## What you are asked to do
Your answer must be the records below repeated word for word, with no pictures in it.

## Information supplied
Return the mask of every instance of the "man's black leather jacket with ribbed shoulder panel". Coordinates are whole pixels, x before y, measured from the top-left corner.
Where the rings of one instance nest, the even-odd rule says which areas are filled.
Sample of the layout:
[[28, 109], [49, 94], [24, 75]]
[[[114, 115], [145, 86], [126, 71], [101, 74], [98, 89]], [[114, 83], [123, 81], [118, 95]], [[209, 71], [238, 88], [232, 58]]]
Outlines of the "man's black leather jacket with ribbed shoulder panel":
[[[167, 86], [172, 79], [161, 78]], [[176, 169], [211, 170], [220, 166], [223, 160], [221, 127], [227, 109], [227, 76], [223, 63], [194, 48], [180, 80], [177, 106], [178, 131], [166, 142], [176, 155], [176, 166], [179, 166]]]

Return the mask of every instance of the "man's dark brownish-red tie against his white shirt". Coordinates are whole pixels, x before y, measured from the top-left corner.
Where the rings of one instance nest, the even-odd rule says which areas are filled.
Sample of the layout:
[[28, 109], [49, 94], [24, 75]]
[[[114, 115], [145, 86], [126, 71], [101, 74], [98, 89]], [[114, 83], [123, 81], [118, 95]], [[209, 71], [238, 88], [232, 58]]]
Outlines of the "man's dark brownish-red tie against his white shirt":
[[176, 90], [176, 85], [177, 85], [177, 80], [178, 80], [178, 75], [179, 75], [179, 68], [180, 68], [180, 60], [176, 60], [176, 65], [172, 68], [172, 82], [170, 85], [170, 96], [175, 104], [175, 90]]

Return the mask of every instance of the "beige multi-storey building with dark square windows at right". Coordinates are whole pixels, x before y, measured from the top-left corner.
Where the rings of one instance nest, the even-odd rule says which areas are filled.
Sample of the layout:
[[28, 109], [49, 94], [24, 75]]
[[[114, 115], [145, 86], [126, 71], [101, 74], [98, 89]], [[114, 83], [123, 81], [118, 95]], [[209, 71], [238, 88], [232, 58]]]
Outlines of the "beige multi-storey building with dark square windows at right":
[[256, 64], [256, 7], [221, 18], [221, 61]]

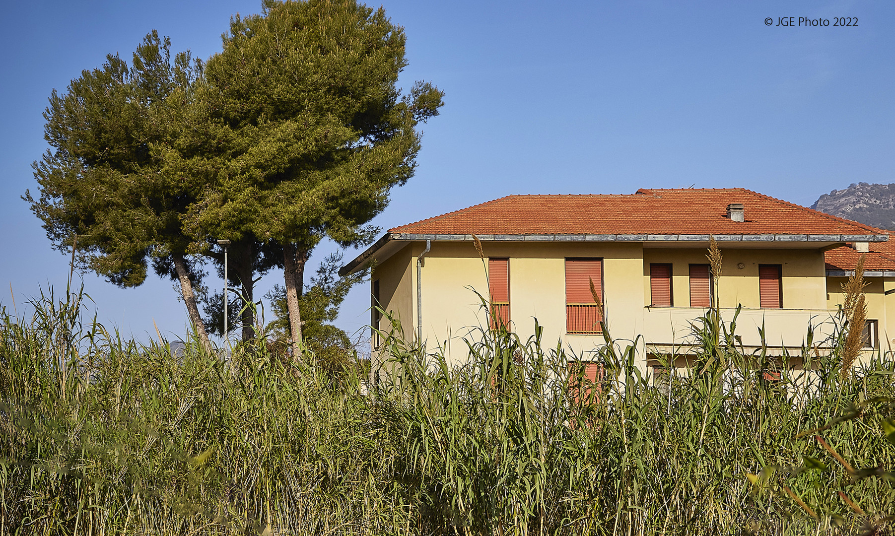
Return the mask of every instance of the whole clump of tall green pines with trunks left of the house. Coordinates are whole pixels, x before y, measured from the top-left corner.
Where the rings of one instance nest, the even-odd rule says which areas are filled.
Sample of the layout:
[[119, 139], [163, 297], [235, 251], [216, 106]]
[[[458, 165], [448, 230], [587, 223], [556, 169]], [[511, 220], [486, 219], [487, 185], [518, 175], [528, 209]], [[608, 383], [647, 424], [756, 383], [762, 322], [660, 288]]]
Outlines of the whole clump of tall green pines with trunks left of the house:
[[[405, 41], [381, 7], [354, 0], [265, 1], [205, 63], [172, 58], [152, 31], [130, 64], [108, 55], [53, 92], [52, 150], [34, 165], [39, 198], [25, 200], [55, 248], [77, 235], [82, 268], [122, 286], [149, 264], [177, 280], [209, 350], [205, 324], [218, 322], [197, 302], [203, 266], [224, 275], [217, 241], [229, 241], [243, 341], [257, 335], [257, 277], [283, 268], [297, 357], [305, 262], [325, 238], [371, 242], [370, 220], [413, 177], [420, 123], [443, 105], [429, 82], [397, 87]], [[213, 319], [222, 302], [206, 303]]]

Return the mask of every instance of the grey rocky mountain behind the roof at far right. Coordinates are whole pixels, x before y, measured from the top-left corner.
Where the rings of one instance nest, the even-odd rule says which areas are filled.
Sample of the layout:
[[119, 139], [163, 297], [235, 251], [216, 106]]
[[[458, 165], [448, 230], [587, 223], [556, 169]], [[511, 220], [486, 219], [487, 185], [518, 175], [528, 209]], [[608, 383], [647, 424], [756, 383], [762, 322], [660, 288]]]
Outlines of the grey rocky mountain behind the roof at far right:
[[824, 193], [811, 208], [864, 225], [895, 229], [895, 184], [852, 184], [845, 190]]

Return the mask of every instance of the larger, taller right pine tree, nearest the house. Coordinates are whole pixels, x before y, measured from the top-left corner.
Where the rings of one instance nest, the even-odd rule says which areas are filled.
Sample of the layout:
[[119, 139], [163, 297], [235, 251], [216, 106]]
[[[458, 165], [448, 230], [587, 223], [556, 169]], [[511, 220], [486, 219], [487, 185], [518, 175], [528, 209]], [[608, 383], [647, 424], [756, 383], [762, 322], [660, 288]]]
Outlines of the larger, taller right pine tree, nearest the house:
[[[280, 251], [297, 354], [311, 251], [326, 236], [342, 245], [371, 240], [366, 224], [413, 176], [417, 124], [438, 115], [443, 94], [416, 82], [402, 98], [405, 34], [382, 8], [354, 0], [263, 6], [231, 21], [206, 67], [202, 100], [216, 140], [209, 160], [220, 173], [186, 220], [197, 251], [212, 236], [278, 245], [269, 252]], [[242, 282], [251, 285], [251, 274]]]

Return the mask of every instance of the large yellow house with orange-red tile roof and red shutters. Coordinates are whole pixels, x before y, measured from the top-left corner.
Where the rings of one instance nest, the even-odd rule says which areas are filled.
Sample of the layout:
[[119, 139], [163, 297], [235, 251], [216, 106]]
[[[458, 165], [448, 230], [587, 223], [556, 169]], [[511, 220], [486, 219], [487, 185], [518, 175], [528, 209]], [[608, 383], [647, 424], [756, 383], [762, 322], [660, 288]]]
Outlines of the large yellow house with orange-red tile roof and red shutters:
[[[717, 287], [706, 259], [710, 236], [723, 255]], [[586, 356], [603, 344], [592, 281], [609, 333], [643, 337], [638, 366], [646, 370], [652, 353], [686, 353], [690, 322], [711, 300], [727, 319], [742, 306], [737, 334], [747, 349], [761, 345], [763, 327], [775, 351], [799, 353], [809, 323], [823, 339], [840, 300], [843, 276], [825, 254], [888, 238], [745, 189], [518, 195], [390, 229], [341, 273], [371, 266], [372, 301], [401, 320], [406, 336], [443, 347], [455, 362], [466, 359], [470, 328], [489, 324], [476, 293], [520, 336], [531, 335], [537, 319], [546, 345], [560, 341]], [[883, 303], [895, 277], [878, 283], [868, 318], [895, 334]], [[371, 324], [378, 322], [373, 311]]]

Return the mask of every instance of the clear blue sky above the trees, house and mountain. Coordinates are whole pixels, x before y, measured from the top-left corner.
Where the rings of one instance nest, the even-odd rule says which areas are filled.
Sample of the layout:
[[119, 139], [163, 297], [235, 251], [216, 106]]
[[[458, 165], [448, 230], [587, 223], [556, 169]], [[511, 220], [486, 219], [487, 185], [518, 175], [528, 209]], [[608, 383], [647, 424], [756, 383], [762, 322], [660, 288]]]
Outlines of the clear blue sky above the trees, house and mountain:
[[[511, 193], [744, 186], [811, 205], [849, 183], [895, 182], [891, 2], [383, 6], [407, 34], [403, 87], [424, 79], [446, 93], [423, 126], [416, 176], [373, 222], [383, 229]], [[47, 149], [41, 113], [52, 89], [107, 53], [129, 58], [149, 30], [208, 57], [232, 14], [259, 11], [255, 0], [4, 3], [0, 304], [12, 310], [12, 290], [21, 313], [68, 275], [20, 199], [37, 191], [30, 164]], [[830, 26], [776, 26], [790, 16]], [[834, 17], [858, 25], [834, 27]], [[321, 246], [311, 263], [332, 250]], [[256, 295], [281, 280], [271, 272]], [[88, 273], [84, 285], [107, 327], [144, 340], [153, 322], [166, 336], [185, 331], [169, 281], [119, 289]], [[340, 327], [362, 327], [368, 293], [349, 295]]]

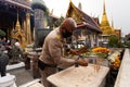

## Worked solution
Return the mask of every instance of the "man's black leather jacket with ribbed shoulder panel". Coordinates are whole pixels, x before y, measured from the top-left corner.
Where the rings of one instance nest, the even-odd rule says which areas are filled.
Sample of the layout:
[[28, 109], [49, 94], [24, 75]]
[[[114, 115], [145, 86], [126, 71], [101, 74], [98, 89]], [[114, 83], [123, 81], [118, 95]], [[209, 71], [238, 88], [232, 58]]]
Outlines of the "man's black leather jacket with ribbed shoulder panel":
[[[167, 86], [172, 79], [161, 78]], [[176, 169], [211, 170], [220, 166], [223, 160], [221, 127], [227, 109], [227, 76], [223, 63], [194, 48], [180, 80], [177, 106], [178, 131], [166, 142], [176, 155], [176, 166], [179, 166]]]

Return the mask of every instance of the "man's dark brownish-red tie against his white shirt". Coordinates are whole pixels, x before y, measured from the top-left corner.
Where the rings of one instance nest, the even-odd rule says which areas are filled.
Sample of the layout:
[[28, 109], [49, 94], [24, 75]]
[[[114, 115], [145, 86], [126, 71], [101, 74], [98, 89]], [[114, 83], [123, 81], [118, 95]], [[209, 71], [238, 88], [232, 58]]]
Outlines of the "man's dark brownish-red tie against his white shirt":
[[176, 90], [176, 85], [177, 85], [177, 80], [178, 80], [178, 75], [179, 75], [179, 68], [180, 68], [180, 60], [176, 60], [176, 65], [172, 68], [172, 82], [170, 85], [170, 96], [175, 104], [175, 90]]

Return the mask of every instance of the "beige multi-storey building with dark square windows at right". Coordinates are whole pixels, x before y, measured from the top-left corner.
Where the rings of one instance nest, the even-odd rule says which areas are filled.
Sample of the layout:
[[28, 109], [49, 94], [24, 75]]
[[[114, 115], [145, 86], [126, 71], [101, 74], [98, 89]], [[114, 83], [123, 81], [118, 95]], [[209, 71], [238, 88], [232, 58]]]
Outlines of the "beige multi-storey building with dark square windows at right":
[[256, 64], [256, 7], [221, 18], [221, 61]]

Return the mask of every instance of the whole clump of tall green pines with trunks left of the house. Coordinates are whole pixels, x before y, measured from the top-left corner.
Where the rings of one instance nest, the even-odd rule says which areas are filled.
Sample of the layout:
[[119, 139], [163, 297], [235, 251], [216, 106]]
[[[458, 165], [448, 230], [587, 223], [556, 169]], [[511, 220], [486, 219], [487, 185], [518, 175], [528, 209]], [[608, 383], [647, 424], [756, 383], [762, 322], [660, 288]]]
Outlines of the whole clump of tall green pines with trunks left of the house:
[[[405, 41], [381, 7], [354, 0], [265, 1], [205, 63], [172, 58], [152, 31], [130, 64], [108, 55], [53, 92], [52, 150], [34, 165], [39, 198], [25, 200], [55, 248], [77, 235], [82, 268], [122, 286], [149, 264], [177, 280], [209, 350], [205, 324], [218, 322], [197, 302], [203, 266], [224, 275], [217, 241], [229, 241], [243, 341], [257, 335], [257, 277], [283, 268], [297, 357], [305, 262], [325, 238], [371, 242], [370, 220], [413, 177], [420, 123], [443, 105], [429, 82], [397, 87]], [[213, 319], [222, 302], [206, 303]]]

Return the mask of every instance of the grey rocky mountain behind the roof at far right. Coordinates are whole pixels, x before y, measured from the top-left corner.
Where the rings of one instance nest, the even-odd rule says which areas are filled.
Sample of the layout:
[[119, 139], [163, 297], [235, 251], [216, 106]]
[[[458, 165], [448, 230], [587, 223], [556, 169]], [[511, 220], [486, 219], [487, 185], [518, 175], [528, 209]], [[608, 383], [647, 424], [756, 383], [762, 322], [660, 288]]]
Outlines of the grey rocky mountain behind the roof at far right:
[[824, 193], [811, 208], [864, 225], [895, 229], [895, 184], [852, 184], [845, 190]]

Return the mask of every instance of the larger, taller right pine tree, nearest the house. Coordinates are whole pixels, x before y, measured from the top-left corner.
Where the rings of one instance nest, the even-odd rule says which areas are filled.
Sample of the layout:
[[119, 139], [163, 297], [235, 251], [216, 106]]
[[[458, 165], [448, 230], [587, 223], [556, 169]], [[511, 220], [486, 219], [487, 185], [518, 175], [528, 209]], [[608, 383], [647, 424], [756, 383], [762, 322], [660, 288]]]
Outlines of the larger, taller right pine tree, nearest the house:
[[[280, 251], [297, 354], [311, 251], [326, 236], [342, 245], [371, 240], [366, 224], [413, 176], [417, 124], [438, 115], [443, 94], [416, 82], [402, 98], [405, 34], [382, 8], [354, 0], [263, 6], [231, 21], [206, 67], [202, 100], [216, 140], [209, 160], [220, 173], [186, 220], [197, 251], [212, 236], [278, 245], [269, 252]], [[242, 282], [251, 285], [251, 274]]]

Return the mask of every instance of the large yellow house with orange-red tile roof and red shutters. Coordinates are whole pixels, x before y, measured from the top-left corner.
Where the rings of one instance nest, the even-odd rule says which areas are filled.
Sample of the layout:
[[119, 139], [163, 297], [235, 251], [216, 106]]
[[[458, 165], [448, 230], [587, 223], [556, 169]], [[511, 220], [486, 219], [487, 185], [518, 175], [528, 209]], [[608, 383], [647, 424], [756, 383], [762, 322], [660, 288]]]
Outlines of the large yellow house with orange-red tile roof and red shutters:
[[[717, 287], [706, 259], [710, 236], [723, 255]], [[586, 356], [603, 344], [592, 281], [609, 333], [643, 337], [638, 366], [646, 370], [652, 353], [686, 353], [690, 322], [711, 300], [727, 319], [742, 306], [737, 334], [747, 349], [761, 345], [763, 327], [775, 351], [799, 353], [809, 323], [823, 339], [840, 300], [843, 276], [825, 254], [888, 238], [745, 189], [518, 195], [390, 229], [341, 273], [371, 266], [372, 301], [401, 320], [406, 336], [443, 347], [455, 362], [466, 359], [470, 328], [489, 324], [476, 293], [520, 336], [531, 335], [537, 319], [546, 345], [560, 341]], [[883, 303], [895, 277], [878, 283], [868, 318], [895, 334]], [[371, 324], [378, 322], [373, 311]]]

Return the mask of every instance of the clear blue sky above the trees, house and mountain. Coordinates are whole pixels, x before y, measured from the top-left corner.
Where the rings of one instance nest, the even-odd rule says which areas are filled.
Sample of the layout:
[[119, 139], [163, 297], [235, 251], [216, 106]]
[[[458, 165], [448, 230], [587, 223], [556, 169]], [[511, 220], [486, 219], [487, 185], [518, 175], [528, 209]], [[608, 383], [647, 424], [756, 383], [762, 322], [660, 288]]]
Outlines of the clear blue sky above the trees, house and mountain:
[[[511, 193], [744, 186], [811, 205], [849, 183], [895, 182], [891, 2], [383, 6], [407, 34], [403, 87], [424, 79], [446, 93], [423, 126], [416, 176], [373, 222], [383, 229]], [[47, 149], [41, 113], [52, 89], [107, 53], [129, 58], [149, 30], [208, 57], [232, 14], [259, 11], [255, 0], [4, 3], [0, 304], [12, 310], [12, 290], [21, 313], [68, 275], [20, 199], [37, 191], [30, 164]], [[830, 26], [776, 26], [790, 16]], [[834, 17], [858, 25], [834, 27]], [[321, 246], [311, 263], [332, 250]], [[256, 295], [281, 280], [271, 272]], [[88, 273], [84, 285], [107, 327], [144, 340], [153, 322], [166, 336], [185, 331], [169, 281], [119, 289]], [[340, 327], [362, 327], [368, 293], [349, 295]]]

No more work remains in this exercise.